Provided text Start Marker
Regardless of the book’s origins, Carroll’s lunatic creations have wormed their way into the hearts and minds of children and adults for a century and a half. In part this is because it was one of the first children’s books intended to be read purely for fun and not instruction. A good deal of credit for Alice’s longevity, however, must go to her original illustrator, John Tenniel.

Many others have tried their hand at drawing Wonderland. Arthur Rackham produced a set of typically ethereal images in 1907. Ralph Steadman, better known for his collaboration with Pink Floyd on The Wall, captured much of the strangeness of Carroll’s imagination in his 1973 edition of Through the Looking Glass. Even Marvel Comics attempted their own versions – including a children’s strip cartoon in 1978, illustrated by Frank Bole, and a 1977 limited edition, drawn by Frank Brunner, with a Playboy-style nude Alice!

Yet it is Tenniel’s images that live on. People who have never read a word of the original can nevertheless recognise the grin of the Cheshire Cat or the 10/6 price tag on the Mad Hatter’s topper (even if they have no idea that 10/6 means ten shillings and six pence – about 52 and a half pence in post-decimalisation coins).

The subversive, surreal nature of Alice’s Adventures in Wonderland also makes it the perfect jumping off point for cartoonists and satirists. The Cartoon Museum in Little Russell Street, London, is currently hosting Alice in Cartoonland, an exhibition of cartoons inspired by Wonderland. From shortly after publication to the present day, artists have used Carroll’s mad ideas and Tenniel’s iconic images to score political points, or just to make us laugh.

Alice in Cartoonland at the Cartoon Museum
Tenniel himself turned his own drawings into political cartoons in Punch – such as his ‘Alice in Blunderland’ cartoon, showing the Gryphon and the Mock Turtle deriding the newly erected Temple Bar memorial on Fleet Street.

E.H. Shepard, illustrator of Winnie-the-Pooh and Wind in the Willows, turned to Alice for inspiration, with his Punch cartoon of Winston Churchill as the Duchess.

Victor Weisz (‘Vicky’) transformed British Prime Minister Harold Macmillan into Alice, his elongated neck a metaphor for the rising cost of living.

John Minnion portrayed Ronald Reagan as the Mock Turtle, Gorbachov as the Gryphon and Margaret Thatcher as Alice in a ‘dance of the superpowers.’

Fluck and Law, creators of Spitting Image, turned to the Mad Hatter’s Tea Party to satirise the formation of the Social Democratic Party in 1981.

Guinness produced a whole string of advertisements inspired by Alice, with images by John Gilroy – such as the Queen of Hearts shrieking ‘Off with her head’ and the caption ‘Guinness keeps its head.’

Charles Schulz drew Sally reading a copy of Alice to Snoopy, who gradually disappears, like the Cheshire Cat, until only his grin remains, at which point he reappears, looking shattered, and begs her to read something different.


Adaptations of Alice for stage and screen abound – including the Disney animation of 1951, the Jonathan Miller’s BBC version from 1966, with a cast including John Gielgud, Michael Redgrave and Alan Bennett (described in the Radio Times as ‘unsuitable for young children’), the 1988 Czech film Něco z Alenky, (‘Something from Alice’), which mixes animation with live action, Tim Burton’s technicolour fantasy of 2010, and most recently, Christopher Wheeldon’s ballet, jointly commissioned by the Royal Ballet and the National Ballet of Canada.

But such is the strangeness of Carroll’s creation that no visualisation will ever quite match the one in the mind of a child reading it for the first – or the tenth – time.


Alice in Cartoonland is on display at the Cartoon Museum in Little Russell Street, London until 1st November 2015. The exhibition is curated by Brian Sibley, President of the Lewis Carroll society.

Lewis Carroll’s photographs of the Liddell girls are in the 'Face of Love' section of Simon Schama’s The Face of Britain exhibition at the National Portrait Gallery, Trafalgar Square, London from 16th September 2015 until 4th January 2016.
Provided text End Marker
Given information Start Marker
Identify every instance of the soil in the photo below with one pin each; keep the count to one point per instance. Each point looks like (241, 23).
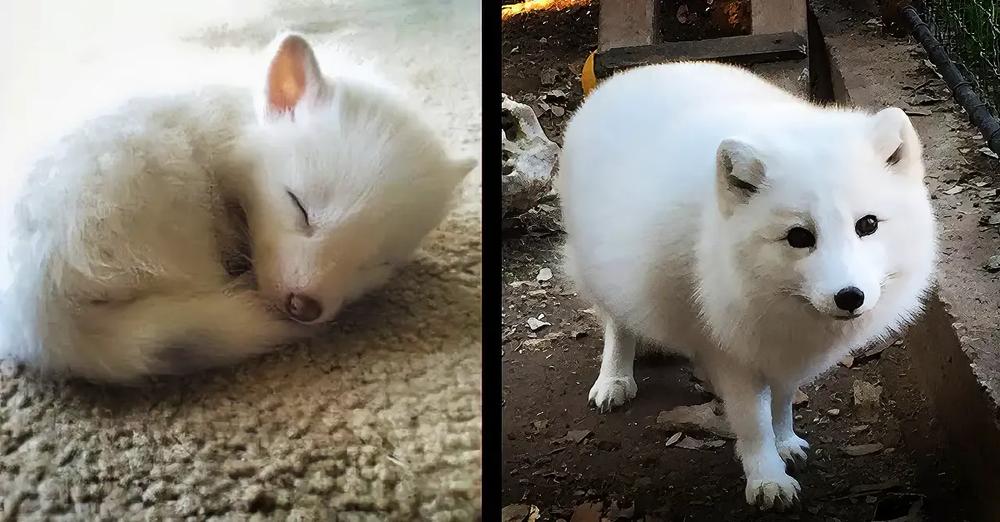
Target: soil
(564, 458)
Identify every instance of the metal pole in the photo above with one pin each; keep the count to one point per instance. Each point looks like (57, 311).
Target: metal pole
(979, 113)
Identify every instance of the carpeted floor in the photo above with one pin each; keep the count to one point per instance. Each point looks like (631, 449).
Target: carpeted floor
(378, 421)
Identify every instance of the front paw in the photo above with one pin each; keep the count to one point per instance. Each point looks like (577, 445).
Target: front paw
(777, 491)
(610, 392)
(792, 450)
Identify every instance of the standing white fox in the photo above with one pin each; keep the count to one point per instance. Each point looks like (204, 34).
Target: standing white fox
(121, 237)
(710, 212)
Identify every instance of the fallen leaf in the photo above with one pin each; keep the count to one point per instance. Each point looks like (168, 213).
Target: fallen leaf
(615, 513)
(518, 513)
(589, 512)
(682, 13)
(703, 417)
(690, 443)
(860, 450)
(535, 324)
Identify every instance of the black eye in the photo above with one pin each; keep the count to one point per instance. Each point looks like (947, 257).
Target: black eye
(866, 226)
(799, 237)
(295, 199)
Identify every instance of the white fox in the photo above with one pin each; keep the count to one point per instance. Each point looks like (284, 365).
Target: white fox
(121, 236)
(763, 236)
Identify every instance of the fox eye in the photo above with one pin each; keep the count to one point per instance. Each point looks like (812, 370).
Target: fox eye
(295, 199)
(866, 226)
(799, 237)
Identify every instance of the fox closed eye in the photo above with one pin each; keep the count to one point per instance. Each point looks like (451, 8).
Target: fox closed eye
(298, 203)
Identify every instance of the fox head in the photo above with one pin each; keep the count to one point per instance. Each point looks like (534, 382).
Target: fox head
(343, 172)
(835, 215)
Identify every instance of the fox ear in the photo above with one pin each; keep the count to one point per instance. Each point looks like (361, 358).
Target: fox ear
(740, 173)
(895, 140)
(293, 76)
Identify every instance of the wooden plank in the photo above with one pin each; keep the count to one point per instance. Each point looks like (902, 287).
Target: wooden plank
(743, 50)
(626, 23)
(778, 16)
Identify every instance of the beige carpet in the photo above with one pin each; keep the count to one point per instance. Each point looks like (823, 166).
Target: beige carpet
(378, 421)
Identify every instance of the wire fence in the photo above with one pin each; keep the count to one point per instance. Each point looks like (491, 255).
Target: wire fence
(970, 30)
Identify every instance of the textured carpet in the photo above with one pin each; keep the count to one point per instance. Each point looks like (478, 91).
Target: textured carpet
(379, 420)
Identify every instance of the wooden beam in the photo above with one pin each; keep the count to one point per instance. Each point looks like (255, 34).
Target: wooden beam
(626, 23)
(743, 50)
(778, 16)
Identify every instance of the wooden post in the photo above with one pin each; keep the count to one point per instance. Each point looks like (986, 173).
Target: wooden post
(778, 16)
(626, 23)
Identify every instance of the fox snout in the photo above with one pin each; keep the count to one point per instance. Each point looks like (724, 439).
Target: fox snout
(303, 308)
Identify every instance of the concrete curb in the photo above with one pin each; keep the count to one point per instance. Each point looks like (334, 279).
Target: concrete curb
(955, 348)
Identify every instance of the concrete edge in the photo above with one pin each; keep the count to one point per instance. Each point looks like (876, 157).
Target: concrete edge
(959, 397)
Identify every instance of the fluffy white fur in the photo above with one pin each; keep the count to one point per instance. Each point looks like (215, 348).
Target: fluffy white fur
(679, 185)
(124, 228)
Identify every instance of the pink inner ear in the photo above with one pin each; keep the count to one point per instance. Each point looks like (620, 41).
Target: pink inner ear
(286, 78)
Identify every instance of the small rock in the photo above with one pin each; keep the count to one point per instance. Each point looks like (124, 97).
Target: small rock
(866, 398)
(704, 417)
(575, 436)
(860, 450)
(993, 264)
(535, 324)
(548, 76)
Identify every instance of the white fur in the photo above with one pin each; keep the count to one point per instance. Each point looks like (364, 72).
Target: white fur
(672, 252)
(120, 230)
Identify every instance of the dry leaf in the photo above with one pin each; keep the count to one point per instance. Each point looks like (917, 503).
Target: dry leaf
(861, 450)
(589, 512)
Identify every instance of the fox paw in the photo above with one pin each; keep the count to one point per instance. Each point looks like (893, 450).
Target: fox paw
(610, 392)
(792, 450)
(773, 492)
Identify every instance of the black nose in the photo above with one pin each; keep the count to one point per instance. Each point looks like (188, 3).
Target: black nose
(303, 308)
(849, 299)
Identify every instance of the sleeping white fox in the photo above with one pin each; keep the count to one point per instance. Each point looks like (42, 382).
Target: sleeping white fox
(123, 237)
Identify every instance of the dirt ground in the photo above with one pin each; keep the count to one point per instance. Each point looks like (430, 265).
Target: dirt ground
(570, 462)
Given information End Marker
What needs to be done: Rewrite the paragraph of the Alice article that begins "Many others have tried their hand" as a short bulleted list, keeping its main facts.

Written answer:
Other artists who have drawn Wonderland:
- Arthur Rackham: a set of typically ethereal images in 1907
- Ralph Steadman, better known for working with Pink Floyd on The Wall: a 1973 edition of Through the Looking Glass that captured much of Carroll's strangeness
- Marvel Comics: a 1978 children's strip cartoon illustrated by Frank Bole, and a 1977 limited edition drawn by Frank Brunner with a Playboy-style nude Alice